Dataset extract START
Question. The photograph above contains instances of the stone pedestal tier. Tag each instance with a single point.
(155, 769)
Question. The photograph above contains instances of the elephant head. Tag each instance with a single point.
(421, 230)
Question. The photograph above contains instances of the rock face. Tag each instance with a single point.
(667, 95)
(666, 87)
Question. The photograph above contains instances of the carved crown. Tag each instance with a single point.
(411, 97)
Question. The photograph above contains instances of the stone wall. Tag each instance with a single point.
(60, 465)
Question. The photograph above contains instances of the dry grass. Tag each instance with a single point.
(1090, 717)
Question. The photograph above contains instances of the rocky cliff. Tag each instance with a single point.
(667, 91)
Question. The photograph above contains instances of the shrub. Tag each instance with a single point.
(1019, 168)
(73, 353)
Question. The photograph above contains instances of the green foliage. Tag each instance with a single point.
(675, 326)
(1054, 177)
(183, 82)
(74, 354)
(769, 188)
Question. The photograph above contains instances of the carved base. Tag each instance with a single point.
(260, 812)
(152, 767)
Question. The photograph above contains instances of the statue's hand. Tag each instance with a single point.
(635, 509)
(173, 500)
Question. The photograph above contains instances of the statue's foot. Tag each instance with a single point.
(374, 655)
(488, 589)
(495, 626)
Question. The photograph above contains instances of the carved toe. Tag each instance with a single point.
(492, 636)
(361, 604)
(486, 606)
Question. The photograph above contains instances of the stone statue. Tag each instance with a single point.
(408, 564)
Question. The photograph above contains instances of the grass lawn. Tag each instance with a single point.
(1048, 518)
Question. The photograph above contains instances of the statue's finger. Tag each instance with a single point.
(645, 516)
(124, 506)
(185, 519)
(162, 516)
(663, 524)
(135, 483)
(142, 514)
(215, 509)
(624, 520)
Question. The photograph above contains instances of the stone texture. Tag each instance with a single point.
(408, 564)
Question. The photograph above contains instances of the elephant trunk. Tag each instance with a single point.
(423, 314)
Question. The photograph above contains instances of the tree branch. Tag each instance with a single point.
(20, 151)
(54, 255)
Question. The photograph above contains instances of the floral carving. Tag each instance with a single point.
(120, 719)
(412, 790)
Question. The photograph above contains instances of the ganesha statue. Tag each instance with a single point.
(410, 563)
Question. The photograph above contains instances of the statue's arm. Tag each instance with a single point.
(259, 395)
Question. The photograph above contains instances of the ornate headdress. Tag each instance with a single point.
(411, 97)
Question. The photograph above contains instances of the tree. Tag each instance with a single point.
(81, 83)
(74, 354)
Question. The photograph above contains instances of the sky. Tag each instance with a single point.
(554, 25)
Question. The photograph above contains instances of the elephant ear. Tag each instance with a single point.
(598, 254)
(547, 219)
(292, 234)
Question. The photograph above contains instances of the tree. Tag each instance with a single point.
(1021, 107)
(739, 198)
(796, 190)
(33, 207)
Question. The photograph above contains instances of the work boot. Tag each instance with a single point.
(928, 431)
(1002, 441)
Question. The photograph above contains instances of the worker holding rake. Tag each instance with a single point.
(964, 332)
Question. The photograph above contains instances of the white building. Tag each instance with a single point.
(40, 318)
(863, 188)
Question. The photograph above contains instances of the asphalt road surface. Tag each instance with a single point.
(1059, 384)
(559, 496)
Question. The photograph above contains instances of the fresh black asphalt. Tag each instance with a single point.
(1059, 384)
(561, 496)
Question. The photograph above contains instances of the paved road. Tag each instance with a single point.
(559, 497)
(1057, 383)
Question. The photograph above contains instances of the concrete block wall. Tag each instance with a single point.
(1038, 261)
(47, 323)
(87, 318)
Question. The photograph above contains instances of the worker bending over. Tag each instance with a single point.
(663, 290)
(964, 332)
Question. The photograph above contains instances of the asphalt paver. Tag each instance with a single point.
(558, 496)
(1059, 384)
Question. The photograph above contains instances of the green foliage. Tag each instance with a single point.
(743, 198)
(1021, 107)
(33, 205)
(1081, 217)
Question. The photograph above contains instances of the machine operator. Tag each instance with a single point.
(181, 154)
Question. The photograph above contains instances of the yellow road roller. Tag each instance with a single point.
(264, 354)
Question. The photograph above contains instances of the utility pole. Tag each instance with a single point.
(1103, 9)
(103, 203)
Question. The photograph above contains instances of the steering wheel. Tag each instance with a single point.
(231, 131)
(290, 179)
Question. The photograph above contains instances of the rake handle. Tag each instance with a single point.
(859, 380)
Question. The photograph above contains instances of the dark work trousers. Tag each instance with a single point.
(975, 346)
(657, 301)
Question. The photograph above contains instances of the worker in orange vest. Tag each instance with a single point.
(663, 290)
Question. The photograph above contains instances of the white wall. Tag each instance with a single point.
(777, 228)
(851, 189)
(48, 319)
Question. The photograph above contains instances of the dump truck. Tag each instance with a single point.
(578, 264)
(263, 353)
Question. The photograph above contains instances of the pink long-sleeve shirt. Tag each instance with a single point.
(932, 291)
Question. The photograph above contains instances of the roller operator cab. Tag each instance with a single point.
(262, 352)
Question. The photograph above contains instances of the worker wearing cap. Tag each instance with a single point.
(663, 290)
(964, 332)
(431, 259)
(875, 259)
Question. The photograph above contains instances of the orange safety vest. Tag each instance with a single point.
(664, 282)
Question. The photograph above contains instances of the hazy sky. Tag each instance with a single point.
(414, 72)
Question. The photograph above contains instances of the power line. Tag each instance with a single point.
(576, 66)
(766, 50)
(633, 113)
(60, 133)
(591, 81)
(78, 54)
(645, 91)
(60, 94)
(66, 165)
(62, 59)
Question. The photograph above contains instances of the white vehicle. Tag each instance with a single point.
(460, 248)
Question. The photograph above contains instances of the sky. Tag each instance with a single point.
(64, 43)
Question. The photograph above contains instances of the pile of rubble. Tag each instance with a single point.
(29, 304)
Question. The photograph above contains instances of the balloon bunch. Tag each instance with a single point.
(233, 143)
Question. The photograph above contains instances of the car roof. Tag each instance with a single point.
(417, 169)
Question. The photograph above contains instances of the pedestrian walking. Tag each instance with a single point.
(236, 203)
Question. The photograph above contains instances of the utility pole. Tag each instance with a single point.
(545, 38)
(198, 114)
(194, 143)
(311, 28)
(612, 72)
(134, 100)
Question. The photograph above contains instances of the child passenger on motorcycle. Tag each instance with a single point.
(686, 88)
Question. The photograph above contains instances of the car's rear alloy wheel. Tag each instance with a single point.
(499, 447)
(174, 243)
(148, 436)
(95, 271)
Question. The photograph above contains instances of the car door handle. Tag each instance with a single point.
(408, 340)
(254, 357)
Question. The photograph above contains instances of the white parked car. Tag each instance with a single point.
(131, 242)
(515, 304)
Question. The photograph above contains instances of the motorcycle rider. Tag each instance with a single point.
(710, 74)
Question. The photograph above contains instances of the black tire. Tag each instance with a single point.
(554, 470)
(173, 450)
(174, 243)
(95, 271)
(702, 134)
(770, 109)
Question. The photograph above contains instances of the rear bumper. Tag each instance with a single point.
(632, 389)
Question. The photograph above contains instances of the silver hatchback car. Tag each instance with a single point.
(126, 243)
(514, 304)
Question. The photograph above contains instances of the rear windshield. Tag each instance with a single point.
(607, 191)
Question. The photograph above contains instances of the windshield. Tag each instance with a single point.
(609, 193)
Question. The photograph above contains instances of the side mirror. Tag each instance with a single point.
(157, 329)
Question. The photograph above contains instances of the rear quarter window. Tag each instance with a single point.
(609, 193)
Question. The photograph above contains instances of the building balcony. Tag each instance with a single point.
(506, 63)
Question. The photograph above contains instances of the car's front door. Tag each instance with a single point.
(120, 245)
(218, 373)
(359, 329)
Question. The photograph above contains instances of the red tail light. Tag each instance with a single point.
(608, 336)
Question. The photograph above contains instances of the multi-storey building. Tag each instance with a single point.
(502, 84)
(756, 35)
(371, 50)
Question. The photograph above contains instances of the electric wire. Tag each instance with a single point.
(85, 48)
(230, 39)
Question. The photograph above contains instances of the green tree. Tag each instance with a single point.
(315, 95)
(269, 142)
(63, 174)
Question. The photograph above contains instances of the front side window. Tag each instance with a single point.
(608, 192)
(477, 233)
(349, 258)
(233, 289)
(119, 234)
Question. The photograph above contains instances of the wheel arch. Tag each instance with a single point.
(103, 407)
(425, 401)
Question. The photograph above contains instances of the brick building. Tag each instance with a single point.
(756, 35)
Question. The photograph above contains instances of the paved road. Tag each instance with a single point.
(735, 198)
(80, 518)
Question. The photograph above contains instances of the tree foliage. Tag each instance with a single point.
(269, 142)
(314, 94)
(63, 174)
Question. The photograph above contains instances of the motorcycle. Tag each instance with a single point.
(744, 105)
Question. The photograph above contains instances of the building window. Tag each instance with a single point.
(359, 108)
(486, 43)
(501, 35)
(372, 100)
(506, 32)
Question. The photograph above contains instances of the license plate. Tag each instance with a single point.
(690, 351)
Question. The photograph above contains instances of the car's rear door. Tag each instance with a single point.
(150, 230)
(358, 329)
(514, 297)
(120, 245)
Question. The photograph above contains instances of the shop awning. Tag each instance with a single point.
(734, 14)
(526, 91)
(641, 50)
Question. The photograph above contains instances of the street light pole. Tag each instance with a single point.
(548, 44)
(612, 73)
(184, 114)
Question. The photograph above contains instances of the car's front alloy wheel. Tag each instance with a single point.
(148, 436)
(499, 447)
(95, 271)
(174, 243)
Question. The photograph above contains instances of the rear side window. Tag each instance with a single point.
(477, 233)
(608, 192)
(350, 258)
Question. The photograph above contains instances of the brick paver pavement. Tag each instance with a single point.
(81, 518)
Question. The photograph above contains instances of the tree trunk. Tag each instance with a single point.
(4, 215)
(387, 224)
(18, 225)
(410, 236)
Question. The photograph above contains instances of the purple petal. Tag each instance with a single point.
Dataset extract END
**Task requirements:** From the line containing "Question. The photograph above contains instances of the license" to the last line above, repeat every line exactly and nothing else.

**Exercise result:**
Question. The photograph above contains instances of the license plate. Tag each instance with a single point.
(690, 351)
Question. The photograph above contains instances of the car's rear door. Tag each instance with a single point.
(150, 230)
(358, 329)
(514, 297)
(120, 245)
Question. The photograph above contains instances of the shop awning. Tag each instance with a single point.
(734, 14)
(526, 91)
(641, 50)
Question. The photograph above contains instances of the street light pole. Tag each instance with a single point.
(548, 44)
(612, 73)
(184, 114)
Question. The photograph above contains instances of the car's front alloy wheel. Tag each instance with a single point.
(148, 436)
(499, 447)
(95, 271)
(174, 243)
Question. The photograph above contains instances of the rear side window. Tag each instance with a single point.
(477, 233)
(608, 192)
(350, 258)
Question. The photograph above contains instances of the brick paver pavement. Tag each instance with a single point.
(81, 518)
Question. The photograph above contains instances of the tree trunk. Tag each instance with a single point.
(4, 215)
(387, 224)
(18, 225)
(410, 236)
Question. The photograph above contains instances of the purple petal. Tag each instance with a single point.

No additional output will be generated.